[[ Recorded data open ]]

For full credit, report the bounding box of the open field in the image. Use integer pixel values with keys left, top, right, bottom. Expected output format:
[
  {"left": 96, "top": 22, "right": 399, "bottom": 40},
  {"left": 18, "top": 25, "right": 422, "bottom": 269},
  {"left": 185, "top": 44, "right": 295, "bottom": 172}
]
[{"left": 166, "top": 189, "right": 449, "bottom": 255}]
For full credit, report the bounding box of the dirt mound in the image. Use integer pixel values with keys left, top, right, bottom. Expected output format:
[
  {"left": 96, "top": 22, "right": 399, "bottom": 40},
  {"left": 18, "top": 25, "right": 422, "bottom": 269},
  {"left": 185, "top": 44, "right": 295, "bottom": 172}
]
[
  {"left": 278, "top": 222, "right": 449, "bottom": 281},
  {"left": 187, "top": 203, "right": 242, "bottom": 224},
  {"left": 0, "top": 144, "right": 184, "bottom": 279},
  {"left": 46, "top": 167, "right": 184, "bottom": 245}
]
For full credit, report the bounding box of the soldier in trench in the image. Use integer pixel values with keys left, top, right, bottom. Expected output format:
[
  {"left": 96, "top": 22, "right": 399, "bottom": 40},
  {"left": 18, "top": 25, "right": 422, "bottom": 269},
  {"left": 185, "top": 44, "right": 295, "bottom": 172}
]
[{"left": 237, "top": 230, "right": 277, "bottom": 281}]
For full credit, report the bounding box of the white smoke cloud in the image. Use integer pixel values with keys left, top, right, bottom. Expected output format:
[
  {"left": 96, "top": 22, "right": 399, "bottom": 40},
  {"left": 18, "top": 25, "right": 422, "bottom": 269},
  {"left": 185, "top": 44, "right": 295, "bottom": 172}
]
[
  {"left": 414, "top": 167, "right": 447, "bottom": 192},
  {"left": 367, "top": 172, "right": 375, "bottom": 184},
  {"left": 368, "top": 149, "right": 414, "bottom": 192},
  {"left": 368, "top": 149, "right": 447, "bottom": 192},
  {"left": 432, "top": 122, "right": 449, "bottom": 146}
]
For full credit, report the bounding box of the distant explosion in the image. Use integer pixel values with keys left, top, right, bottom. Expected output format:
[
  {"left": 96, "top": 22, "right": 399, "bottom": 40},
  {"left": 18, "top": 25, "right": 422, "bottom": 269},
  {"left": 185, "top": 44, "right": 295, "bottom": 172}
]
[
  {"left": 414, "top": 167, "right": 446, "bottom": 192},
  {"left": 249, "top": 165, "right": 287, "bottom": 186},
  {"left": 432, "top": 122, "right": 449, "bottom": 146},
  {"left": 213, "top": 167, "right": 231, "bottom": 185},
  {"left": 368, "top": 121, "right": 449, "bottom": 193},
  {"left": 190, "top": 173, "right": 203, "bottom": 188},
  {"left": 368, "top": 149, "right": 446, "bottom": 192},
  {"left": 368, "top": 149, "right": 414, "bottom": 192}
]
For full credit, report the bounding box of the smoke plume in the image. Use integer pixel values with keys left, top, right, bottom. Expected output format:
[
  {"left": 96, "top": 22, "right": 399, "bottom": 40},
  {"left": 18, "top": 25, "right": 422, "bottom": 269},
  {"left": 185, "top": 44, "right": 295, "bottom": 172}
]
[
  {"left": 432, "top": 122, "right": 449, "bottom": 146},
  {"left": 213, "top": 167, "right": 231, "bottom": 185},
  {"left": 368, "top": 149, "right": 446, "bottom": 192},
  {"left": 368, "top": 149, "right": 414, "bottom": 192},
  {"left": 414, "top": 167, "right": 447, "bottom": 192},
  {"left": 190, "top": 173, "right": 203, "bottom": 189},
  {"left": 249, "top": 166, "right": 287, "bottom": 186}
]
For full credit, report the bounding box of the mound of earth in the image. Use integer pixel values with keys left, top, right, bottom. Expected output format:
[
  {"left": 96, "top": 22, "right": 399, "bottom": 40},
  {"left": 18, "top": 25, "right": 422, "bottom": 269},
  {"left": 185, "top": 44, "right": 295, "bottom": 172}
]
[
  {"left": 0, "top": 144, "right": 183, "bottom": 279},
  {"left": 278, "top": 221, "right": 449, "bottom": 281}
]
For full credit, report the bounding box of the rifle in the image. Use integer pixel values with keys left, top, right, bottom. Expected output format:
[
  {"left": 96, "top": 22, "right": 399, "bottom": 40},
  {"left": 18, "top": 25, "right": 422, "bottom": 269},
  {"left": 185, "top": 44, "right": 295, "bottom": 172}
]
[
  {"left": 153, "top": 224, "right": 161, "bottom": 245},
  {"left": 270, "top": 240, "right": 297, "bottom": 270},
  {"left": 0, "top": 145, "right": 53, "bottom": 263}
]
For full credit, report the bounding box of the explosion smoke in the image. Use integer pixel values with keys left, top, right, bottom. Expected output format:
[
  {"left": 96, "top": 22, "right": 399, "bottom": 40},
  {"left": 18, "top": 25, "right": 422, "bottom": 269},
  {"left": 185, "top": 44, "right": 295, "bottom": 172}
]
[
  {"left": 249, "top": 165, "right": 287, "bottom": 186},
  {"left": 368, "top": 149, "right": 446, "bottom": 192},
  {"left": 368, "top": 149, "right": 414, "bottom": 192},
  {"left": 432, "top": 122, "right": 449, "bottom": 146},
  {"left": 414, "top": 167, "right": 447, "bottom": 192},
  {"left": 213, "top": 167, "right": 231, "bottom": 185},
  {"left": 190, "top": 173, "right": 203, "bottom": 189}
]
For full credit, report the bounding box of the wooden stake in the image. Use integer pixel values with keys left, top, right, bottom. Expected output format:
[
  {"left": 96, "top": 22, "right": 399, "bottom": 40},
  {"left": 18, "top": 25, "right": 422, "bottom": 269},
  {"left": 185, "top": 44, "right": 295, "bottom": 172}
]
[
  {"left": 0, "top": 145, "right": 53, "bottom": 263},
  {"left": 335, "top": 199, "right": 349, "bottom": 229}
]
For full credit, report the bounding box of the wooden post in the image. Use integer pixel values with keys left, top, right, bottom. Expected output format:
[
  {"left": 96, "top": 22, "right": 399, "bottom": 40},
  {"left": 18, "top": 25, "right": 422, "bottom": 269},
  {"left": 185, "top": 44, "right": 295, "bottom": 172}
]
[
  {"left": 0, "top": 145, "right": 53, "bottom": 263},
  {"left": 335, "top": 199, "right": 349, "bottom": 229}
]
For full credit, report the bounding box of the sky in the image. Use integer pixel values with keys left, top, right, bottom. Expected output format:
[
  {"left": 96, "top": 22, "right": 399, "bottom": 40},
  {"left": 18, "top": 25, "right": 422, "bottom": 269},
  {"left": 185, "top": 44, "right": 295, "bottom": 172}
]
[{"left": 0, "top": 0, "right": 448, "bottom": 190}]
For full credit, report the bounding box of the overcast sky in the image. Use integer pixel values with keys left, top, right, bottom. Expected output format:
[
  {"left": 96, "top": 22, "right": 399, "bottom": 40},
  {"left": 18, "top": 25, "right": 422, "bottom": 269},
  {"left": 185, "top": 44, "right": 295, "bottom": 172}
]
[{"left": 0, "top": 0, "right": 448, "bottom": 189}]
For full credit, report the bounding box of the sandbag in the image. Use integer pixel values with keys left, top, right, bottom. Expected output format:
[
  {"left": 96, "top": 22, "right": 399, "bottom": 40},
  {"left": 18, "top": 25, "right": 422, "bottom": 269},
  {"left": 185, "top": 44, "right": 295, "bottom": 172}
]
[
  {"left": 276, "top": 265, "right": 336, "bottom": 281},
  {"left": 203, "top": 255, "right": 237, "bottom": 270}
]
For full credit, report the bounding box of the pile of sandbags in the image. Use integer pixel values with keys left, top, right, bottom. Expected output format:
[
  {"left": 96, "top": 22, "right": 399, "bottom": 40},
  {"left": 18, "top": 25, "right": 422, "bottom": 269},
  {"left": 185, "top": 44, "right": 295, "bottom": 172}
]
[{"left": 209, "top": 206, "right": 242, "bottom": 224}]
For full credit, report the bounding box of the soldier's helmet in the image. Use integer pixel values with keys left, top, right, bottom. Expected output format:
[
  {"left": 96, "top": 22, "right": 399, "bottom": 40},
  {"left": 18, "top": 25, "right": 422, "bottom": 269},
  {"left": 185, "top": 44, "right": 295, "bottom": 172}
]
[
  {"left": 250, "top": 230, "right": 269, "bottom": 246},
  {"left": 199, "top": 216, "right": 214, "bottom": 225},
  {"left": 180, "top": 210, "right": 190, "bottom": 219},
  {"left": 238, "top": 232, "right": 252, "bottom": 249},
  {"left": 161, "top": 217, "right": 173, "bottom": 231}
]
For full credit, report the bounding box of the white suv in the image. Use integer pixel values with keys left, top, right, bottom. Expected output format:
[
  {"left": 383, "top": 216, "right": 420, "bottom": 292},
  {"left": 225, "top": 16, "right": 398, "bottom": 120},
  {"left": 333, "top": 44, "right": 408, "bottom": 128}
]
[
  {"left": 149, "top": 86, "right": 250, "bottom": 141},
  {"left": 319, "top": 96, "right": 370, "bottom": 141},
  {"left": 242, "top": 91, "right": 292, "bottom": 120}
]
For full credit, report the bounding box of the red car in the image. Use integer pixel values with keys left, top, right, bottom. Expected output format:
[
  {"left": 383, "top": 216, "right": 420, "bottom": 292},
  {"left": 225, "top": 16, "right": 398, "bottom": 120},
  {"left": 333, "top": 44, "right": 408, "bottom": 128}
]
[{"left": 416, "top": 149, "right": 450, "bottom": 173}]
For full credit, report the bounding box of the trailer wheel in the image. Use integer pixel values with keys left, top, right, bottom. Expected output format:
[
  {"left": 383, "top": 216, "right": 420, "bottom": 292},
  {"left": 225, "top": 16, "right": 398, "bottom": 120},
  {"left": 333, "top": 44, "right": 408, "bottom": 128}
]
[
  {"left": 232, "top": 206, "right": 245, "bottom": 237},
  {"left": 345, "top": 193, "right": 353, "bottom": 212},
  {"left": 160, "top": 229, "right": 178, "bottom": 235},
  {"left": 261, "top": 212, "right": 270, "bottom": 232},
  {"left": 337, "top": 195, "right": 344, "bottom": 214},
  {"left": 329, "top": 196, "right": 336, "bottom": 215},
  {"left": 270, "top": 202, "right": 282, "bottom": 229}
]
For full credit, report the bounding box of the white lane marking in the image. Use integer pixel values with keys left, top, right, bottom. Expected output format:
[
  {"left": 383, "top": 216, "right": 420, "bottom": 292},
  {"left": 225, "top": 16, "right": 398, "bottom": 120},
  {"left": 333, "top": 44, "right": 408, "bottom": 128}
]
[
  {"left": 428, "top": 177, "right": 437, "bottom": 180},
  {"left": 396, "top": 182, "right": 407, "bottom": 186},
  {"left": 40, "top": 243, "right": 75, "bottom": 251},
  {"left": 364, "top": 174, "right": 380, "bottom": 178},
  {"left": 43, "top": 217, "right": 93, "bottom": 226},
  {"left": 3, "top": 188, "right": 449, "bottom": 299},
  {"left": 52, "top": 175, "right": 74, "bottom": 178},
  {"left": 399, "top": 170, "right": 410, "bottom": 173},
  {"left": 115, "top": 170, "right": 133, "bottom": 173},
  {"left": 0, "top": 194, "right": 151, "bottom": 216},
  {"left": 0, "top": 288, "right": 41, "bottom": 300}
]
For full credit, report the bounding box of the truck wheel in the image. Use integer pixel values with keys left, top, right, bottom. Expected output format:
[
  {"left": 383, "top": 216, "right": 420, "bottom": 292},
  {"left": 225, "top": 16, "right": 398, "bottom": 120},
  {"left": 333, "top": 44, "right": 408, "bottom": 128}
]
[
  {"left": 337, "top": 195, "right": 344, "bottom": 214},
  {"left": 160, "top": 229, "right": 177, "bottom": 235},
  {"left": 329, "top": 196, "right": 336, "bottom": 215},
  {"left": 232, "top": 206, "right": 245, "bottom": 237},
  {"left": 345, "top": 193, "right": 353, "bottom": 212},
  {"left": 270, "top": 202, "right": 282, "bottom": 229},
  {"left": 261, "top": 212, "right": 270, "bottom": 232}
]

[[ Recorded data closed ]]
[[ Recorded data open ]]

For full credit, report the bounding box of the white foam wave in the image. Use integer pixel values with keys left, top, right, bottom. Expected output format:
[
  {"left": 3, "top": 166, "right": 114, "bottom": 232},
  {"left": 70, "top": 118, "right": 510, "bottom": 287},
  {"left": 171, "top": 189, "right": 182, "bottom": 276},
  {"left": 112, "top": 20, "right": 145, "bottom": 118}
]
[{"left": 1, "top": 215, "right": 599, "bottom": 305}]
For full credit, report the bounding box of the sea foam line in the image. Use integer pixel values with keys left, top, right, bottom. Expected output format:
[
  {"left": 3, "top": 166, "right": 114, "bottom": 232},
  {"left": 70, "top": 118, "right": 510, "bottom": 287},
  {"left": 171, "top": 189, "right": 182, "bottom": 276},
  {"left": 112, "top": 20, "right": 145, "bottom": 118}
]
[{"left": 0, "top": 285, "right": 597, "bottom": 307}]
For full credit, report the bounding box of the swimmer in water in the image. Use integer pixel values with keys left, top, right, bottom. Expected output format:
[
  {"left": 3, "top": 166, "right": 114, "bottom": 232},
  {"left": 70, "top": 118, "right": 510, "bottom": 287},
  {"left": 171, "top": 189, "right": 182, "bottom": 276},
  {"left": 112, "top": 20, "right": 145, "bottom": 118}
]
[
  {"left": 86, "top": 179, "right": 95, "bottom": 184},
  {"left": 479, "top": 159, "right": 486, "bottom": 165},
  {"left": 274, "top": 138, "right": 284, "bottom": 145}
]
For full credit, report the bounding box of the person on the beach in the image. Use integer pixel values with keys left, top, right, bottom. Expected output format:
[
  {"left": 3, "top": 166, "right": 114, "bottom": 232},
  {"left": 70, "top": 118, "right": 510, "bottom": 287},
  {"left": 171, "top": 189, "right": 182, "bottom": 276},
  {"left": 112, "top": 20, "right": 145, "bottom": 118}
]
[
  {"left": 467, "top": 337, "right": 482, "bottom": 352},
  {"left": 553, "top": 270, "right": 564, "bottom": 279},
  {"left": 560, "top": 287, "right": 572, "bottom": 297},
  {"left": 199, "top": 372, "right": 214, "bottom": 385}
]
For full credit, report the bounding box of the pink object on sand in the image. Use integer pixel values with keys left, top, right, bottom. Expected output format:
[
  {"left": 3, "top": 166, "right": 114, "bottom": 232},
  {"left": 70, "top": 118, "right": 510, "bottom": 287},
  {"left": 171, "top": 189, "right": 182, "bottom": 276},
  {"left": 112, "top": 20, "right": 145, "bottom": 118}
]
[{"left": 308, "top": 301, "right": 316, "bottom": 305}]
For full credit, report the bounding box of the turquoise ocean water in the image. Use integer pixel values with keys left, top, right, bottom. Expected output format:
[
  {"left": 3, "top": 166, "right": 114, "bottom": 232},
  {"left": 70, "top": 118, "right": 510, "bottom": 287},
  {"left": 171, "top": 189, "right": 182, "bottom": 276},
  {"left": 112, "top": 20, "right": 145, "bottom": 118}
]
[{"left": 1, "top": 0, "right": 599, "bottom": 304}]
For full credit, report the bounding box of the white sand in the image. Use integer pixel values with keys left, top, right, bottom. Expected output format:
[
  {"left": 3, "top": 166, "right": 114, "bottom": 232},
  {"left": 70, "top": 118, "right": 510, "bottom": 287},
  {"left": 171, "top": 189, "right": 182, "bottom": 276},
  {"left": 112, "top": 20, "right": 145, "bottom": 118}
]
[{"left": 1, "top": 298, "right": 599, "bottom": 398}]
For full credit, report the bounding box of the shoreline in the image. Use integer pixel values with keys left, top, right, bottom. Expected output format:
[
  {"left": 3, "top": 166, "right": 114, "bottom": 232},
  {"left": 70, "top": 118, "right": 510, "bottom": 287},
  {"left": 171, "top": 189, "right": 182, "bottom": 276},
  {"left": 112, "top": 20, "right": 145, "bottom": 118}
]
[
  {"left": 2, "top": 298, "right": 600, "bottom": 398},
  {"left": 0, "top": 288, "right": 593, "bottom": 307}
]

[[ Recorded data closed ]]
[[ Recorded data open ]]

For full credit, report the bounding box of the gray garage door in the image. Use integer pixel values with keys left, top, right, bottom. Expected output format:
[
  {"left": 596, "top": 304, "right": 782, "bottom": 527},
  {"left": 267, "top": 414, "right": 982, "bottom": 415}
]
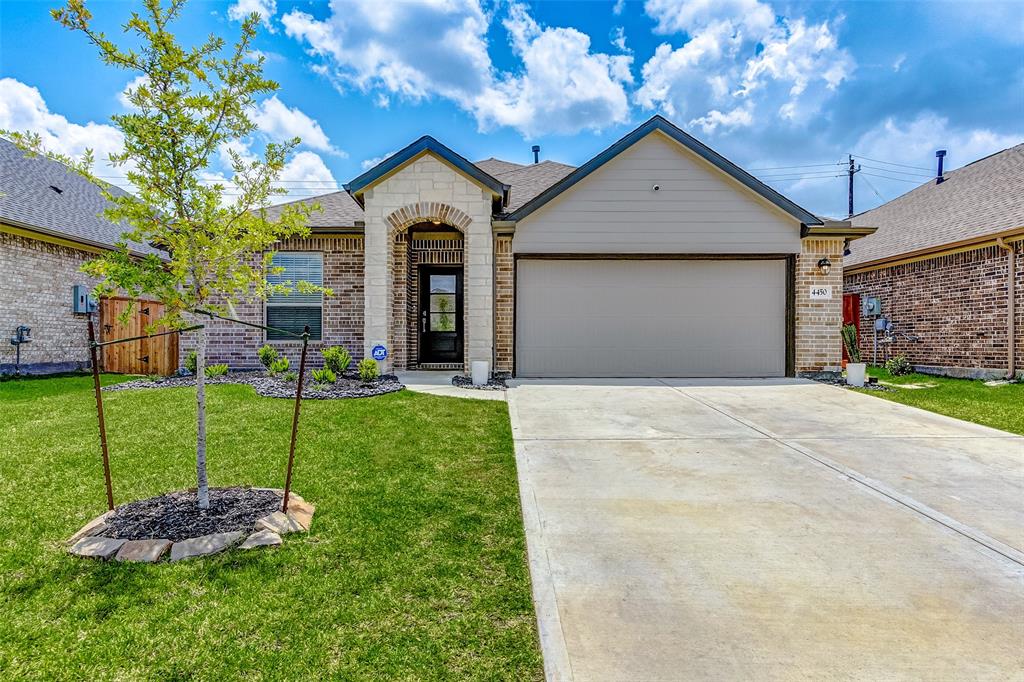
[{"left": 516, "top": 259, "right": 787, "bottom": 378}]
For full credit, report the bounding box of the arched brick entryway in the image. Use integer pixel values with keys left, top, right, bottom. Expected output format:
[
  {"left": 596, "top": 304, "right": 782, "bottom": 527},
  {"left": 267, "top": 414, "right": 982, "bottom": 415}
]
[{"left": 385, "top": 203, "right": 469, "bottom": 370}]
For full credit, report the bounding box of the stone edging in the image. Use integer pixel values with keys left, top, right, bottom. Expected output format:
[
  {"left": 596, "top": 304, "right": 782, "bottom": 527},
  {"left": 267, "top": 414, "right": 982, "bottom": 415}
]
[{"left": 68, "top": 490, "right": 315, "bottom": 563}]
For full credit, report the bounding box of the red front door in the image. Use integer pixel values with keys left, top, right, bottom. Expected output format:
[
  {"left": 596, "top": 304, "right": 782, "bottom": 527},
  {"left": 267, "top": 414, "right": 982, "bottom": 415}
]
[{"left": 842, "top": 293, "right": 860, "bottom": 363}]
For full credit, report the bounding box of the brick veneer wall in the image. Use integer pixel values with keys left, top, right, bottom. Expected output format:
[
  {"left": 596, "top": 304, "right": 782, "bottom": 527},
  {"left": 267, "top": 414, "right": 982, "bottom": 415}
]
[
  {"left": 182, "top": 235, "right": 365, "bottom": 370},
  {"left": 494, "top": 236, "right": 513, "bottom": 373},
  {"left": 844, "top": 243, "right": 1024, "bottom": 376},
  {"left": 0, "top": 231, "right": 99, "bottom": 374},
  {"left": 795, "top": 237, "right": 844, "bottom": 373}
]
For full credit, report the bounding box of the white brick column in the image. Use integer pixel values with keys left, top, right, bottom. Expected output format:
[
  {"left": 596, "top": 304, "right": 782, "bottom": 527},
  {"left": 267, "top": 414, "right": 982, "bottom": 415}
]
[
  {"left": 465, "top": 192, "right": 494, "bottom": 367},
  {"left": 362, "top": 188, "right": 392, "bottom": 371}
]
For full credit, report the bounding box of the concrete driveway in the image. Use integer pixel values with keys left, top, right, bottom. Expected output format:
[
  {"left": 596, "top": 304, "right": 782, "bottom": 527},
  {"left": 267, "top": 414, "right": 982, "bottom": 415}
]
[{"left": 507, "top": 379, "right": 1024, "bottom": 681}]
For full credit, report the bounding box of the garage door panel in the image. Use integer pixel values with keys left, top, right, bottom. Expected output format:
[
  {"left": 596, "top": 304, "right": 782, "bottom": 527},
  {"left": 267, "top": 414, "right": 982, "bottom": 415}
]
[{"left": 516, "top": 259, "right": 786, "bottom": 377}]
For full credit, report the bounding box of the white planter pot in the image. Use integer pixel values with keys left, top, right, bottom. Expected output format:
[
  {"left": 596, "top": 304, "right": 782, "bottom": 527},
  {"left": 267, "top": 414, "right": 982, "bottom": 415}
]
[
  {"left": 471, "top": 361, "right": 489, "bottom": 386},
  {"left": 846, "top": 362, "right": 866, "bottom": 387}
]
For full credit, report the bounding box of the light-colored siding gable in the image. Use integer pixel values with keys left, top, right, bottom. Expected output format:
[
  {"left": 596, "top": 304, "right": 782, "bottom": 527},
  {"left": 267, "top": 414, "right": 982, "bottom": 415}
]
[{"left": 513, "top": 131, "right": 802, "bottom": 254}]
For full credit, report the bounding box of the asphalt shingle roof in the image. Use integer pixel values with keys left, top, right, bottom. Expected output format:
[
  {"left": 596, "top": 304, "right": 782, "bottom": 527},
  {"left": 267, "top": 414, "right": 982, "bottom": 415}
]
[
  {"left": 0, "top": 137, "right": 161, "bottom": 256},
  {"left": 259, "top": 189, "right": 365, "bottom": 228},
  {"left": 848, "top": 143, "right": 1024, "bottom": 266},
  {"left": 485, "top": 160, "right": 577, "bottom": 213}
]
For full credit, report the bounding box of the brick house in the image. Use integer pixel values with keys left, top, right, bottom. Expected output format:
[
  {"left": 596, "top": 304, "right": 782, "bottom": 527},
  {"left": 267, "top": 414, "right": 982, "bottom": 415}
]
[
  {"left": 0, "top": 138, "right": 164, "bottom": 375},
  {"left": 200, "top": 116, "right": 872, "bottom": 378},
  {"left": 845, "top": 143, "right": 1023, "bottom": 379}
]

[[ Recorded data closed ]]

**How to complete this task**
Tell how many lines in the material hold the word "wooden". Reply with the number only.

**Answer for the task**
2